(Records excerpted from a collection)
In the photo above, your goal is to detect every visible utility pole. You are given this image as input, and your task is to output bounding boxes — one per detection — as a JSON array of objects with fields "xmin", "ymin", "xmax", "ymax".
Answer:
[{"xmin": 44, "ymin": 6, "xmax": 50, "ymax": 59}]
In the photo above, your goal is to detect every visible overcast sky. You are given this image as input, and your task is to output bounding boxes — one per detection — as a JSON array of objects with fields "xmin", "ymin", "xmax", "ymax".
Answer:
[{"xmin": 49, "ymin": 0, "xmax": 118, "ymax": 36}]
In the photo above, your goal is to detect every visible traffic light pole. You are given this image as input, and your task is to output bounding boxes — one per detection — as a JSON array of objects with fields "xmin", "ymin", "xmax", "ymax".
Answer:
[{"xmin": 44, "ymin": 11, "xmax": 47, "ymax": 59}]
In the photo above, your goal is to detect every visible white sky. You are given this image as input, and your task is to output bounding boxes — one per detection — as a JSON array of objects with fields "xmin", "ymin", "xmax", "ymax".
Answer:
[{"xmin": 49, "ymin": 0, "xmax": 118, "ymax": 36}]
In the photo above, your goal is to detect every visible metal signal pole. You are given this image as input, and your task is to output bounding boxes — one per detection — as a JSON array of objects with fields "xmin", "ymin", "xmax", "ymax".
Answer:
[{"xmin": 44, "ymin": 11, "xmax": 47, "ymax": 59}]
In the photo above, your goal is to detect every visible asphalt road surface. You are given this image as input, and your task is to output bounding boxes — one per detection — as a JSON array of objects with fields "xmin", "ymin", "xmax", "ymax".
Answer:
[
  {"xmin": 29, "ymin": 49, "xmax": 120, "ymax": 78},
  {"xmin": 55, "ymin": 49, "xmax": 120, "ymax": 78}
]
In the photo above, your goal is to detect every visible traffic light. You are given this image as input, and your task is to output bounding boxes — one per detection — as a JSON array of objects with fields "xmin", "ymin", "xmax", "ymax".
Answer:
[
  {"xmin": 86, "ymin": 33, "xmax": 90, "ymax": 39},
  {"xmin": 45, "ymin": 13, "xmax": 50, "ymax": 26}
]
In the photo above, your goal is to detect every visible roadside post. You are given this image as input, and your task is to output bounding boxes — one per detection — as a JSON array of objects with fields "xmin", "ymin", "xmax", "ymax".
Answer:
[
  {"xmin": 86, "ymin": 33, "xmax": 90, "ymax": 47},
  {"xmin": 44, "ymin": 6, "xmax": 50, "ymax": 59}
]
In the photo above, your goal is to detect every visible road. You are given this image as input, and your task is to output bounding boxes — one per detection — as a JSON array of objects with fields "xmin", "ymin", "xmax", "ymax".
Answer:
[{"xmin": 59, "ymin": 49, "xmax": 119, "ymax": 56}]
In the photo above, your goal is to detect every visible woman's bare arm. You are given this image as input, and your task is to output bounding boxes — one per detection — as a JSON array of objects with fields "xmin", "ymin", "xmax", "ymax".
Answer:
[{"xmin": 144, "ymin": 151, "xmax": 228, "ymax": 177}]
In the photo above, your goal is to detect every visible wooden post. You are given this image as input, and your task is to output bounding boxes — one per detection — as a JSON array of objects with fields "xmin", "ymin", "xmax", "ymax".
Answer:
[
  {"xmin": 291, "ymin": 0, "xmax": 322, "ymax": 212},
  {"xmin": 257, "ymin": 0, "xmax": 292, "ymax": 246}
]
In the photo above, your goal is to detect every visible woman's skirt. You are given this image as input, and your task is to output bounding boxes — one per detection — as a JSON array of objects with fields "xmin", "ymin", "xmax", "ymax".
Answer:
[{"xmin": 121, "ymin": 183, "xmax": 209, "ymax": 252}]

- What to produce
Copy the data above in full, character for character.

- Expected output
In the photo above, your goal is to detect every visible utility pole. You are given this image as input, and your task is to output bounding boxes — one per detection — as a JSON array of objects with fields "xmin", "ymin", "xmax", "ymax".
Answer:
[{"xmin": 44, "ymin": 6, "xmax": 50, "ymax": 59}]
In the photo above, your goal is to detect every visible overcast sky. You are given this image as input, and your task is to output bounding boxes — one per detection — as a JSON array of objects with fields "xmin", "ymin", "xmax", "ymax".
Answer:
[{"xmin": 49, "ymin": 0, "xmax": 118, "ymax": 36}]
In the photo above, your goal is to detect every visible traffic light pole. You are given this image as input, and your task is to output bounding boxes — one per detection — as a JSON array of objects with fields "xmin", "ymin", "xmax", "ymax".
Answer:
[{"xmin": 44, "ymin": 11, "xmax": 47, "ymax": 59}]
In the photo above, your goal is to detect every visible white sky. You are given this image as input, and your task is to output bounding boxes — one per detection — as a JSON array of objects with fields "xmin", "ymin", "xmax", "ymax".
Answer:
[{"xmin": 49, "ymin": 0, "xmax": 118, "ymax": 36}]
In the photo above, your goal is to detect every visible metal signal pole. You are given this image as input, and your task is to output bounding boxes — one per detection — as a JSON array of objects with fields "xmin", "ymin", "xmax", "ymax".
Answer:
[{"xmin": 44, "ymin": 11, "xmax": 47, "ymax": 59}]
In the photo above, your goal is to detect every visible asphalt road surface. You are given this image as input, and your task is to output bounding boxes — one per detection — as a JSON array of objects with fields "xmin", "ymin", "xmax", "ymax".
Answer:
[
  {"xmin": 29, "ymin": 49, "xmax": 120, "ymax": 78},
  {"xmin": 55, "ymin": 49, "xmax": 120, "ymax": 78}
]
In the photo above, your goal is to detect every visible traffic light. You are given this image as input, and your task is to output bounding boxes — one per detection — as a JSON array of objects with fields "xmin", "ymin", "xmax", "ymax".
Answer:
[
  {"xmin": 86, "ymin": 33, "xmax": 90, "ymax": 39},
  {"xmin": 45, "ymin": 13, "xmax": 50, "ymax": 26}
]
In the photo above, your goal is to detect every visible roadside post. You are given this image as input, and your task is to output bounding boxes — one per detection — as a JSON array of objects with fields "xmin", "ymin", "xmax", "ymax".
Answer:
[
  {"xmin": 86, "ymin": 33, "xmax": 90, "ymax": 47},
  {"xmin": 44, "ymin": 6, "xmax": 50, "ymax": 59}
]
In the photo above, your goal is to detect every visible road. You are given this image as input, and your task is to output bounding boxes — one per detection — as a JSON array of objects with fields "xmin", "ymin", "xmax", "ymax".
Answer:
[{"xmin": 59, "ymin": 49, "xmax": 119, "ymax": 56}]
In the photo above, your goal is to detect every visible woman's bare arm. You are given this image as input, and your task is to output bounding boxes — one per detection — as a JSON array of objects with fields "xmin", "ymin", "xmax", "ymax".
Answer:
[{"xmin": 144, "ymin": 151, "xmax": 228, "ymax": 177}]
In the photo above, your goal is to detect every visible wooden post. You are given this image as input, and your task is to output bounding boxes — one per detection — as a JSON array of objects with fields "xmin", "ymin", "xmax", "ymax".
Answer:
[
  {"xmin": 291, "ymin": 0, "xmax": 322, "ymax": 212},
  {"xmin": 257, "ymin": 0, "xmax": 292, "ymax": 246}
]
In the photo above, your goal is to detect every visible woman's skirt. You are given this image as input, and your task is to output bounding boxes — one per detection — as a JSON array of objects with fields "xmin", "ymin", "xmax", "ymax".
Answer:
[{"xmin": 121, "ymin": 183, "xmax": 209, "ymax": 252}]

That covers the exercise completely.